● **Short problem**
Count the lines in the records that contain the string "back", where case matters. Reply with the number alone.
--- START OF Exercise data ---
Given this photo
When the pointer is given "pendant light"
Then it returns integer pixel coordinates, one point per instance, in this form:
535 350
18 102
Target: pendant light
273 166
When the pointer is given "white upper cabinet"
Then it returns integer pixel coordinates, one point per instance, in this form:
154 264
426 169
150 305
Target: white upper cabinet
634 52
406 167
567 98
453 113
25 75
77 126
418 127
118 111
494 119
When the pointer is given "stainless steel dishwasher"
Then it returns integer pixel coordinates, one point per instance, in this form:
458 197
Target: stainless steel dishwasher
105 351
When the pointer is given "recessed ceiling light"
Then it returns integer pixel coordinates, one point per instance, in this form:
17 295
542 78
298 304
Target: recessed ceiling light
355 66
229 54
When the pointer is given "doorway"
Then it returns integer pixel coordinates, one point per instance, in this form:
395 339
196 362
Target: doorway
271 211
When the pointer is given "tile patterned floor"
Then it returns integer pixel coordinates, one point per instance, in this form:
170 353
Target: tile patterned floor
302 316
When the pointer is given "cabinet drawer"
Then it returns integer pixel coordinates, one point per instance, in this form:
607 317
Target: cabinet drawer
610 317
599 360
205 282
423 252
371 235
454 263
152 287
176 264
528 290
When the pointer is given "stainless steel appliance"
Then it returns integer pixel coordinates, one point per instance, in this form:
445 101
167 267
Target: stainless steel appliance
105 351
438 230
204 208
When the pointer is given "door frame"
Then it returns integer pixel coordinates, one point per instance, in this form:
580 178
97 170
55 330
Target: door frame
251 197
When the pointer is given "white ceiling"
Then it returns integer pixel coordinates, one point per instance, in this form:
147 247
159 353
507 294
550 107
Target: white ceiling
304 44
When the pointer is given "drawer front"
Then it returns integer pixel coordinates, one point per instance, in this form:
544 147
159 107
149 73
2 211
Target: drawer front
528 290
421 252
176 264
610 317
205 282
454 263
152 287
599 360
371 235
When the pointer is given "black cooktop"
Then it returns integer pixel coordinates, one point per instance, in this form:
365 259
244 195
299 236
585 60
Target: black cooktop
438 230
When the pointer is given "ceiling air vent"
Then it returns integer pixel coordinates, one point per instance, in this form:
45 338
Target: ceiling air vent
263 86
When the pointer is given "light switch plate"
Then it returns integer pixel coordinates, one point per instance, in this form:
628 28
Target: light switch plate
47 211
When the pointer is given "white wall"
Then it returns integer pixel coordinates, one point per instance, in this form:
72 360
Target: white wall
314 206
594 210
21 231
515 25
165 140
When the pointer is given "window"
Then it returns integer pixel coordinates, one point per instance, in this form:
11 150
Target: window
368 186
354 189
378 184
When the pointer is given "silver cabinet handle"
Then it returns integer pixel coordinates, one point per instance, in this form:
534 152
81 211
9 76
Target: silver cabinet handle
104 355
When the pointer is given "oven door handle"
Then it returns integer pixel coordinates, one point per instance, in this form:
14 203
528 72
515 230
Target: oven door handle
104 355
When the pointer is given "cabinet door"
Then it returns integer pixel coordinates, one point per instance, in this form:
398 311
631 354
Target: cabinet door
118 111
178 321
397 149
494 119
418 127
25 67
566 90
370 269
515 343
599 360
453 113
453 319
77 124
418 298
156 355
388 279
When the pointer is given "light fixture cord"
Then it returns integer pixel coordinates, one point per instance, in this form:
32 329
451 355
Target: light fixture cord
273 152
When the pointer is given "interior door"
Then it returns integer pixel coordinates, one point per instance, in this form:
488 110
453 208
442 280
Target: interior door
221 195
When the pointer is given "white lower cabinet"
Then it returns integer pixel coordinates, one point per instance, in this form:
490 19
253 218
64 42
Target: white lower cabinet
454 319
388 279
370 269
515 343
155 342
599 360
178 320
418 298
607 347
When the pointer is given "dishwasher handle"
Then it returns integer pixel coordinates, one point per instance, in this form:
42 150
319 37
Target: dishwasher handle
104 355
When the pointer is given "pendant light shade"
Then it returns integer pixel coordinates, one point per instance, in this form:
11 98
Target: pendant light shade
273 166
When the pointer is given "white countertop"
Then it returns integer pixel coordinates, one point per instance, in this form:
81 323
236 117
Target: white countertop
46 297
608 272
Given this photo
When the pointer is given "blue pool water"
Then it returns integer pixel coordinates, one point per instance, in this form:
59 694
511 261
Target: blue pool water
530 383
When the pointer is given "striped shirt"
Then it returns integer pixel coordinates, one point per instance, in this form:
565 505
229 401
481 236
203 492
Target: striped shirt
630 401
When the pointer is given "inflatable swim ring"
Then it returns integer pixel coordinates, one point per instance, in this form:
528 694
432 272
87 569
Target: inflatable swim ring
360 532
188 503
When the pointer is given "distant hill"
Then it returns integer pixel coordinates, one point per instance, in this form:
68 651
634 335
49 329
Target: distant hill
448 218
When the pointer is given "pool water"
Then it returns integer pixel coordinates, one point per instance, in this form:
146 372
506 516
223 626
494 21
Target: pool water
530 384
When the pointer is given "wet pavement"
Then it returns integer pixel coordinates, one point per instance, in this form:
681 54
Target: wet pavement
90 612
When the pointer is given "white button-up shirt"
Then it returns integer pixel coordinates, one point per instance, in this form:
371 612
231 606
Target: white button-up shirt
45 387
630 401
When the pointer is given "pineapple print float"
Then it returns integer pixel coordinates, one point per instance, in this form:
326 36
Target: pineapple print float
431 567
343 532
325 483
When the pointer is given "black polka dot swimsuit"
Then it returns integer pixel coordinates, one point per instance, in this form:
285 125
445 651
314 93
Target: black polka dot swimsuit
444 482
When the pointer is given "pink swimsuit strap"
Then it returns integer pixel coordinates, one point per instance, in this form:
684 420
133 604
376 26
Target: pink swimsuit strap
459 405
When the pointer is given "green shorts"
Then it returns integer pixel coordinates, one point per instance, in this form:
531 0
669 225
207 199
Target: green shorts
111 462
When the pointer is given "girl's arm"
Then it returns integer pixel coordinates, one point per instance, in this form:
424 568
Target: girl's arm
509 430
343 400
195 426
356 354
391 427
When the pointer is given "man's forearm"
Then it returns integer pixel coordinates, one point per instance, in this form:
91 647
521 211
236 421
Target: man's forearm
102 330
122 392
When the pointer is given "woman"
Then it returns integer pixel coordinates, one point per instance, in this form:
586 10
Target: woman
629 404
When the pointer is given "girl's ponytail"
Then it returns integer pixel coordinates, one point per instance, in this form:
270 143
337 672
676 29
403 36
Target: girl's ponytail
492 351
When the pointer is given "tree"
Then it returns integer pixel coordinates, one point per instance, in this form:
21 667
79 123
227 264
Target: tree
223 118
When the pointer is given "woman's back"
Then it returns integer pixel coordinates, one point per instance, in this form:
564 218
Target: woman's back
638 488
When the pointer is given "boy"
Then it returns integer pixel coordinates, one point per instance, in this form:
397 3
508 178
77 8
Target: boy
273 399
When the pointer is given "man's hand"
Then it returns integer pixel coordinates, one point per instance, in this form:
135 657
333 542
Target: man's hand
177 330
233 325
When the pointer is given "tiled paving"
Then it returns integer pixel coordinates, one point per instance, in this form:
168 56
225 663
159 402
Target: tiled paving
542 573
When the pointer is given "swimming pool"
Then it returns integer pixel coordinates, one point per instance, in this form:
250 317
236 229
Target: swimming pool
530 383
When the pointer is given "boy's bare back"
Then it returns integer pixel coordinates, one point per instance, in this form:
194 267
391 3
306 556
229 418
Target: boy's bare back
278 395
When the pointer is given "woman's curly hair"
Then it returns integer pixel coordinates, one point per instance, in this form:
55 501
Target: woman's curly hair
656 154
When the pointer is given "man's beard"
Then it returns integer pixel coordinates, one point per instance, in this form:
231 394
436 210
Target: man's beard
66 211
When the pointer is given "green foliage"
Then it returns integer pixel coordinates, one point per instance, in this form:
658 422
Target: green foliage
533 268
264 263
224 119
--- END OF Exercise data ---
● **Finished exercise**
4